Supplied material
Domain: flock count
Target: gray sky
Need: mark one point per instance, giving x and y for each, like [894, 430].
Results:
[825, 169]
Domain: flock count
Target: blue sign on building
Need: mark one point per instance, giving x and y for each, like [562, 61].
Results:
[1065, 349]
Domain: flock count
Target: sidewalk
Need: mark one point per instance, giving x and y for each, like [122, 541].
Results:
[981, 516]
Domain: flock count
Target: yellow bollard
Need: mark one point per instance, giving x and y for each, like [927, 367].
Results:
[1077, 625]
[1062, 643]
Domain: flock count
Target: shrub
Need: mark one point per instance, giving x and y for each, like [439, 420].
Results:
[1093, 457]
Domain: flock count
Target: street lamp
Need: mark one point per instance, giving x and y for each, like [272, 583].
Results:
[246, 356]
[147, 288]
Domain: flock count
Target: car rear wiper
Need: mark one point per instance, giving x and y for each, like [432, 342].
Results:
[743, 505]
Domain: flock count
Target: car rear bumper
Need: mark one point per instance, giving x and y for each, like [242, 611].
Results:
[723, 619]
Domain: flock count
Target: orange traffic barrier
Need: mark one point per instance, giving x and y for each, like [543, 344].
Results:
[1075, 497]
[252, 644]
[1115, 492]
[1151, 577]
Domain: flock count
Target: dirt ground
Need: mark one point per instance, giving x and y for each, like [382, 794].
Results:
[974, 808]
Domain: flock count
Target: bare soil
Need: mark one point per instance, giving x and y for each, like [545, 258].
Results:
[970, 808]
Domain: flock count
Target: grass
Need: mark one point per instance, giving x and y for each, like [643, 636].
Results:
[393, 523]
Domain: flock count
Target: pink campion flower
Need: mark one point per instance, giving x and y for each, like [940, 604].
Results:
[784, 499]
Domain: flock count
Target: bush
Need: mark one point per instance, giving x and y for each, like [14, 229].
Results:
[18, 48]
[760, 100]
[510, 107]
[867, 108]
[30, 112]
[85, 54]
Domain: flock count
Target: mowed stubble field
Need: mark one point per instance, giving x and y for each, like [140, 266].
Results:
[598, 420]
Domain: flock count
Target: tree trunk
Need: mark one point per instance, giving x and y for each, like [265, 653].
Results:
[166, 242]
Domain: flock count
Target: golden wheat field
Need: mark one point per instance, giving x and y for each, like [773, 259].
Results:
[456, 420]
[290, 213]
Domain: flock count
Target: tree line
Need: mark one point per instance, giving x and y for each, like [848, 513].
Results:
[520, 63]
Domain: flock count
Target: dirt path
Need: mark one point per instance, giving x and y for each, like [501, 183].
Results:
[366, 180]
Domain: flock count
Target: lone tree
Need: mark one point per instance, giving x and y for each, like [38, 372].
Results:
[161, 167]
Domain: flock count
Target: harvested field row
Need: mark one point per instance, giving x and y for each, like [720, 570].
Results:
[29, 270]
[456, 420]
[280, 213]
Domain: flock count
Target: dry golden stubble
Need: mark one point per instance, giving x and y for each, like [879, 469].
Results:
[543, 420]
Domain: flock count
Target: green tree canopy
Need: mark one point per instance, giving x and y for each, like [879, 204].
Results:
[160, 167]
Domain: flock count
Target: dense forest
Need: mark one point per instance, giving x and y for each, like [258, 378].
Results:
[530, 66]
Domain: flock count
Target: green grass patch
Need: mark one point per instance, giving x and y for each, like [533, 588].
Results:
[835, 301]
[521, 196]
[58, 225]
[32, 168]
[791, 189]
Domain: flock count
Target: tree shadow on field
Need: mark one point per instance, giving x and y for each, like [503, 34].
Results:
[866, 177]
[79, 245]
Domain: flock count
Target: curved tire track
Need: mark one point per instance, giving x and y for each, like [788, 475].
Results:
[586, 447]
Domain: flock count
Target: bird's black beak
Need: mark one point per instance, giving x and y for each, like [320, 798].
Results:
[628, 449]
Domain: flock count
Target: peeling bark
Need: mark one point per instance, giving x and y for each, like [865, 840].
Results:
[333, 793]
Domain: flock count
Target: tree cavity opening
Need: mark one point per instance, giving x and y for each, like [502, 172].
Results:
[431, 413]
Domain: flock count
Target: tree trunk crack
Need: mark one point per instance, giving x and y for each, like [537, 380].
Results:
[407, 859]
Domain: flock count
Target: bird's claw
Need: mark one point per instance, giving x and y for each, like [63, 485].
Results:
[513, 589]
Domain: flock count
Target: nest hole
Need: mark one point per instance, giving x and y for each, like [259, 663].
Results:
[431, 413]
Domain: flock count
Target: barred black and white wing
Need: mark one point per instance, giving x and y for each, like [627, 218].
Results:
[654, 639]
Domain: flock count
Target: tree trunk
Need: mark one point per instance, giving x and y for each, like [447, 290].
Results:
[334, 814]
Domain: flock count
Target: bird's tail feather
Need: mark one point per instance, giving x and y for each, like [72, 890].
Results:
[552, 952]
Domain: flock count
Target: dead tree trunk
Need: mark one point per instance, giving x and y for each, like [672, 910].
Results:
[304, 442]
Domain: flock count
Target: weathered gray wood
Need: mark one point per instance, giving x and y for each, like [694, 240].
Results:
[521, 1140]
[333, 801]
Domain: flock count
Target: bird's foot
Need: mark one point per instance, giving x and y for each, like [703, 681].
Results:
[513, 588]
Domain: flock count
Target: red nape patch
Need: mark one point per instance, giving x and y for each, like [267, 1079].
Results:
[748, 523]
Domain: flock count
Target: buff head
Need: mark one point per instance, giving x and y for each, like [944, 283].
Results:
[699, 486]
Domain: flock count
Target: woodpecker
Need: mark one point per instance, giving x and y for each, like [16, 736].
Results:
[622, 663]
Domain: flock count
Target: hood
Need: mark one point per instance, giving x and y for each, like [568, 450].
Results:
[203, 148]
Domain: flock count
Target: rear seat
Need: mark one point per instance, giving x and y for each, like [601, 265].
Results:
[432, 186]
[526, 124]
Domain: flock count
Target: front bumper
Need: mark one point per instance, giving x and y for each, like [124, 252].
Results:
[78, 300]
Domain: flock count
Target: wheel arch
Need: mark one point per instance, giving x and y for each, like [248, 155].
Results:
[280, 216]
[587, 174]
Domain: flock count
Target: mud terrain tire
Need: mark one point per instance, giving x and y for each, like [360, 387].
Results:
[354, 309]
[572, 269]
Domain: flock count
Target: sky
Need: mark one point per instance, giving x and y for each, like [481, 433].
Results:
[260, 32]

What the exercise asks
Return each line of the material in which the string "gray" can be found.

Solution below
Target: gray sky
Target: weathered gray wood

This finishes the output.